REQUIRED WORK: Rewrite the records below, swapping every "position" for "location" and leaving all other text unchanged.

DATA PROVIDED:
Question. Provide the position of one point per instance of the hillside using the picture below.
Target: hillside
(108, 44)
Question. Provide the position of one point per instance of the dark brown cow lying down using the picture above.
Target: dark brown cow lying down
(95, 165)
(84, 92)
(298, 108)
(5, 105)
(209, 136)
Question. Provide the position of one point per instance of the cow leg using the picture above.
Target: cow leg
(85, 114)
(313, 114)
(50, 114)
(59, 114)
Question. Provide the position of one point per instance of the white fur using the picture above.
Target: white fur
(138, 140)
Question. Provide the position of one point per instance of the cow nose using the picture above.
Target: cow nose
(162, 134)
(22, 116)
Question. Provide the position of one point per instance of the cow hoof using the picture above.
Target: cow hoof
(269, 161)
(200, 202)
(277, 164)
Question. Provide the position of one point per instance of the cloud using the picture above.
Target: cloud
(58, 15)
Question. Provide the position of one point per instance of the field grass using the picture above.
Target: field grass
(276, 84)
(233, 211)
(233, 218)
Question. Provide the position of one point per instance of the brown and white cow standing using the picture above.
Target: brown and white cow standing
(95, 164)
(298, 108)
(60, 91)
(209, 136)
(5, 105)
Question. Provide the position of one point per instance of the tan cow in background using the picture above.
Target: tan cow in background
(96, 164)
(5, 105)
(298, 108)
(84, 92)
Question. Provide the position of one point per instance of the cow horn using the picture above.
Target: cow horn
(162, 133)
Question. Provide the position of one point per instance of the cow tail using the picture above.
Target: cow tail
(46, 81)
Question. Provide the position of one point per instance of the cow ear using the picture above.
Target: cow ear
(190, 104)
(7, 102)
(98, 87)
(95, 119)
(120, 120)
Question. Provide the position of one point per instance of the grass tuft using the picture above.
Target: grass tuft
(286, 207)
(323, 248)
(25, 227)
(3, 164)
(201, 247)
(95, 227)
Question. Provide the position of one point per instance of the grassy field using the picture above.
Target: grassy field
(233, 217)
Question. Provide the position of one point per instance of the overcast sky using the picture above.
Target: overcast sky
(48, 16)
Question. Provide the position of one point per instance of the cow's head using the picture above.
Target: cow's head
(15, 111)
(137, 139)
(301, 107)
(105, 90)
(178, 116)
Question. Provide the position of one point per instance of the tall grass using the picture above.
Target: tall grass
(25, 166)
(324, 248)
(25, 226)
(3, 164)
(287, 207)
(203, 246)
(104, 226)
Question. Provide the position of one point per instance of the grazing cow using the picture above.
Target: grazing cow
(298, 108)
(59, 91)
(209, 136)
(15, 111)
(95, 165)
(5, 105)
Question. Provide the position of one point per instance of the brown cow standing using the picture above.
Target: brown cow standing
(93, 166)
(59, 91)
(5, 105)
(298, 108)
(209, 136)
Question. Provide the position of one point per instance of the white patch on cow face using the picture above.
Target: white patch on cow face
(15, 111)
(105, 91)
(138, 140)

FULL SOLUTION:
Question. Provide the location of one point per instance of the hillside using the picture below.
Target: hillside
(108, 44)
Question. Provide the location of one point per instance of the dark brown cow lying down using the picture above.
Target: dark brown cow lying down
(95, 165)
(84, 92)
(298, 108)
(5, 105)
(209, 136)
Question. Provide the location of one point per instance of the cow leg using the picture above.
Target: cow leg
(85, 114)
(313, 114)
(50, 114)
(59, 114)
Question. Provide the location of one point per instance of the white fur using the picture above.
Target: white fur
(138, 140)
Question. Provide the location of one point per instance of the cow nose using the picture above.
Target: cow nose
(162, 134)
(22, 116)
Question. Provide the location of one point per instance of the cow hoof using the picture above.
Target: cow hoof
(269, 161)
(200, 202)
(277, 164)
Question. Provide the location of one point per instance of the cloud using the picture above.
Target: cloud
(58, 15)
Question. Provide the location of one point per instance of the field grass using the picture above.
Target: field grass
(276, 84)
(233, 211)
(233, 218)
Question. Provide the location of one point per instance of the brown and white cow standing using the picture above.
Target: brown and white cow standing
(95, 164)
(298, 108)
(60, 91)
(209, 136)
(5, 105)
Question. Provide the location of one point per instance of the tan cow in background using the picture above.
Target: tan cow in background
(96, 164)
(5, 105)
(298, 108)
(84, 92)
Question. Provide the location of one point per instance of the cow horn using the picture above.
Target: cow horn
(162, 133)
Question. Provide the location of one point per instance of the cow tail using the picture above.
Target: cow tail
(46, 81)
Question. Provide the location of one point per instance of the cow ear using the picture above.
Target: cow ear
(190, 104)
(7, 102)
(98, 87)
(95, 119)
(120, 120)
Question. Provide the location of one point per instance of the grass tuft using the picture above.
Target: grass tuft
(286, 207)
(323, 248)
(25, 227)
(3, 164)
(201, 247)
(95, 227)
Question. Provide the location of one point per instance of the grassy field using the picture above.
Target: grassy field
(233, 217)
Question. Provide the location of one point per instance of the overcast sky using the picture above.
Target: overcast sky
(48, 16)
Question. Provide the location of one point per instance of the cow's head using the picture above.
Target: cow's head
(15, 111)
(137, 139)
(301, 107)
(105, 90)
(178, 116)
Question. Provide the location of one point per instance of the tall grass using the picture above.
Target: tall grass
(25, 166)
(324, 248)
(25, 226)
(3, 164)
(287, 207)
(203, 246)
(104, 226)
Question. Provide the location of one point per instance of the grazing cow using the picture above.
Target: grazing cow
(298, 108)
(59, 91)
(209, 136)
(15, 111)
(95, 165)
(5, 105)
Question. Provide the location of one point per instance of the brown cow standing using the picture above.
Target: brown cow standing
(93, 166)
(59, 91)
(5, 105)
(298, 108)
(209, 136)
Question. Provide the location of one point per instance of the white patch on cow face using the picture above.
Target: white patch on cow face
(15, 111)
(105, 91)
(138, 140)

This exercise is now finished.